B cells contribute to the immunopathology of autoimmune disorders including rheumatoid arthritis (RA), which may be related to increased B-cell activating factor (BAFF) signalling. Earlier phase clinical trials of anti-BAFF monoclonal antibodies showed a clinical effect in RA.
What does this study add?
BAFF targeting via tabalumab did not provide clinical benefit in this phase 3 trial for patients with moderate-to-severe RA with prior inadequate response to tumour necrosis factor (TNF) inhibitors.
How might this impact on clinical practice?
In patients with prior inadequate response to TNF inhibitors, targeting the BAFF pathway alone was not an effective approach to treating RA. Targeting BAFF may not be a viable therapeutic approach.
B cells contribute to the immunopathology of autoimmune disorders including rheumatoid arthritis (RA), which may be related to increased B-cell activating factor (BAFF) signalling.1 Dysregulated BAFF expression contributes to autoimmunity primarily via effects on survival of immature and transitional B cells and the resulting failure to eliminate self-reactive B cells. Conversely, blocking BAFF has been shown to reverse autoimmune disease in animal models.2 ,3 Furthermore, many patients with RA have elevated BAFF in blood and synovial fluid.3 ,4
Disease-modifying antirheumatic drugs (DMARDs) are a part of the standard of care to treat RA, including the class of biologics (bDMARDs) that target tumour necrosis factor (TNF).5 Though numerous RA therapies are currently available, 20–50% of patients do not achieve significant clinical improvement,6–12 or they fail to maintain efficacy after initial therapeutic benefit.13 Thus, new treatment options for RA are needed.
Tabalumab is a fully human immunoglobulin G subclass 4 (IgG4) monoclonal antibody that binds and neutralises both soluble and membrane-bound BAFF.14 In phase 2 studies, tabalumab demonstrated evidence of both biological and clinical activity in patients with active RA and inadequate response to methotrexate.15 ,16 This phase 3 study was designed to evaluate efficacy and safety of tabalumab in patients with RA who had an inadequate response to one or more TNF inhibitors.
H9B-MC-BCDV (FLEX V; NCT01202773) was a phase 3, double-blind, placebo-controlled study comprised of a screening period of 7–28 days, a 24-week treatment period and post-treatment follow-up for up to 48 weeks. Participants were randomly assigned (1:1:1) to treatment groups by a computer generated random sequence using the Interactive Voice Response System (IVRS); the randomisation code was held by the vendor performing IVRS functions.
This study evaluated two subcutaneous (SQ) tabalumab doses: 120 mg every 4 weeks (120/Q4W) or 90 mg every 2 weeks (90/Q2W), versus placebo. At week 0, patients assigned to a tabalumab regimen received a SQ loading dose that was twice the treatment dose (ie, 240 mg or 180 mg).
Eligible patients were in American College of Rheumatology (ACR) functional class I, II, or III; had at least 8/68 tender and at least 8/66 swollen joints; had been treated at approved doses with at least 1 biological TNF inhibitor therapy; and stopped prior anti-TNF treatment due to either (1) insufficient efficacy or loss of efficacy after ≥90 days of treatment or (2) intolerance to treatment regardless of treatment duration. If patients were on conventional DMARDs, they were required to have been on a stable dose for ≥8 weeks prior to study baseline.

> _ACTIVITY LIST_:
A: What two subcutaneous tabalumab doses did the study in the tabalumab passage evaluate against placebo?
B: Retype the tabalumab passage between "BAFF targeting via" and "on clinical practice?", inclusive.
The rows that follow are separate material, unrelated to the tabalumab passage.

> _DATA PROVIDED_:
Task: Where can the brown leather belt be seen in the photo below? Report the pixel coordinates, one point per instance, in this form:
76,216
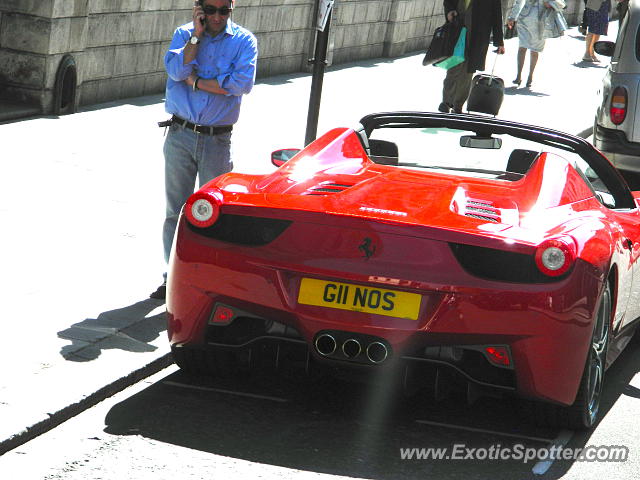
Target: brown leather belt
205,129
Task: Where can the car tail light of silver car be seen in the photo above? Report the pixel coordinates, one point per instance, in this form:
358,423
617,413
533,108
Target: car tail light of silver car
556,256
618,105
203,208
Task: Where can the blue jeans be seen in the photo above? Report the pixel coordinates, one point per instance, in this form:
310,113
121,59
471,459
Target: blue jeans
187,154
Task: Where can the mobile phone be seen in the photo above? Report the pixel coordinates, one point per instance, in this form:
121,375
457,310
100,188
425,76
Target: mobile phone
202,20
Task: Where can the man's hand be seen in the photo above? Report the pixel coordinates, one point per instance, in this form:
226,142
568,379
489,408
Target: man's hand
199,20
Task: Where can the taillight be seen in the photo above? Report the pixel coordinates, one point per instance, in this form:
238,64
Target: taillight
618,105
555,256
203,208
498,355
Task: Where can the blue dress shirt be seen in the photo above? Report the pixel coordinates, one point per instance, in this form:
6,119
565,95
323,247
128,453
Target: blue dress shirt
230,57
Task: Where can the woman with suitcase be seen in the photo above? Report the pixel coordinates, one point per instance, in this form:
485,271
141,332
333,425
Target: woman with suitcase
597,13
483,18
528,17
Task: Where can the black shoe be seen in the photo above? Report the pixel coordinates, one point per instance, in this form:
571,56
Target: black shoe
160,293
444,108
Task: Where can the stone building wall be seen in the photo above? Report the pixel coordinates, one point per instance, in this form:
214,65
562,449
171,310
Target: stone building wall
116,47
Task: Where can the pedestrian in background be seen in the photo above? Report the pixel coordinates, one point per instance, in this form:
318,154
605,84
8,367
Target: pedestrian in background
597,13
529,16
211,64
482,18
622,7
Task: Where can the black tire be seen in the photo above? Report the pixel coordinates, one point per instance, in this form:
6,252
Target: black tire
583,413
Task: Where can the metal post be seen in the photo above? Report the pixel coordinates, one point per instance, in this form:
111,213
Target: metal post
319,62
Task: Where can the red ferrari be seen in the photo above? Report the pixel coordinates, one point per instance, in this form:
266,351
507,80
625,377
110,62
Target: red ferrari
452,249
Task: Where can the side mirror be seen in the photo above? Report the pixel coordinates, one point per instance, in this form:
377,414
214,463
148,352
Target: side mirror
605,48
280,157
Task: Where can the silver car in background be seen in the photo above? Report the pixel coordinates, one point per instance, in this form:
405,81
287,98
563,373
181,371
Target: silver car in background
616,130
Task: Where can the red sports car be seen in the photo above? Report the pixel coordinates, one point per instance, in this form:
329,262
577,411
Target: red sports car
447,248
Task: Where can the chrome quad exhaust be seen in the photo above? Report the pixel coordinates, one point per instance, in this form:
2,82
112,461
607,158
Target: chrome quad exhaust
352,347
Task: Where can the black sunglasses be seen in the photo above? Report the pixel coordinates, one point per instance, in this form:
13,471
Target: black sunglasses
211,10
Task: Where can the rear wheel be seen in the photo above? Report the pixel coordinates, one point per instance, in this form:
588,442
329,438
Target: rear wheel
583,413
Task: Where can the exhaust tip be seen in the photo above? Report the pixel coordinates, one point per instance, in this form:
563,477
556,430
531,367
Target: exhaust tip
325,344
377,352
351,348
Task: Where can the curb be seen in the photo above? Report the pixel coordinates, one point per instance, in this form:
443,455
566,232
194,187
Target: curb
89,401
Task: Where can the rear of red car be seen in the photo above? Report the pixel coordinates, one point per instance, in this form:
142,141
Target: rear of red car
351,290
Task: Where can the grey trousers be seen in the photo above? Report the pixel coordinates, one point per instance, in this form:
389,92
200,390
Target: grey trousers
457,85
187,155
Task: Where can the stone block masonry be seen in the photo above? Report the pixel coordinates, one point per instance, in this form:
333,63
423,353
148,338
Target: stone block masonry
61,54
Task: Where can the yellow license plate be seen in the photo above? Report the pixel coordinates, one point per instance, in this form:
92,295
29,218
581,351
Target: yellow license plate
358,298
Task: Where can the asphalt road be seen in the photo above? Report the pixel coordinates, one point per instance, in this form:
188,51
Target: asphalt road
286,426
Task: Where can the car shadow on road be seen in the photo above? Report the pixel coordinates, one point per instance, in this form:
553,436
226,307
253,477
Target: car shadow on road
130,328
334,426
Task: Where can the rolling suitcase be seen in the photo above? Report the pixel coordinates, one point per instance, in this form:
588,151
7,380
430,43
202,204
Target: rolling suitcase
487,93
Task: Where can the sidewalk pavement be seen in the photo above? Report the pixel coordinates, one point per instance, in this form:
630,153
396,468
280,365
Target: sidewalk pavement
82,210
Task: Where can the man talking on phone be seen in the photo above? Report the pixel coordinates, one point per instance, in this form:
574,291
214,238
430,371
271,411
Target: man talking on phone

> _RESPONSES_:
A: 120 mg every 4 weeks and 90 mg every 2 weeks.

B:
BAFF targeting via tabalumab did not provide clinical benefit in this phase 3 trial for patients with moderate-to-severe RA with prior inadequate response to tumour necrosis factor (TNF) inhibitors.
How might this impact on clinical practice?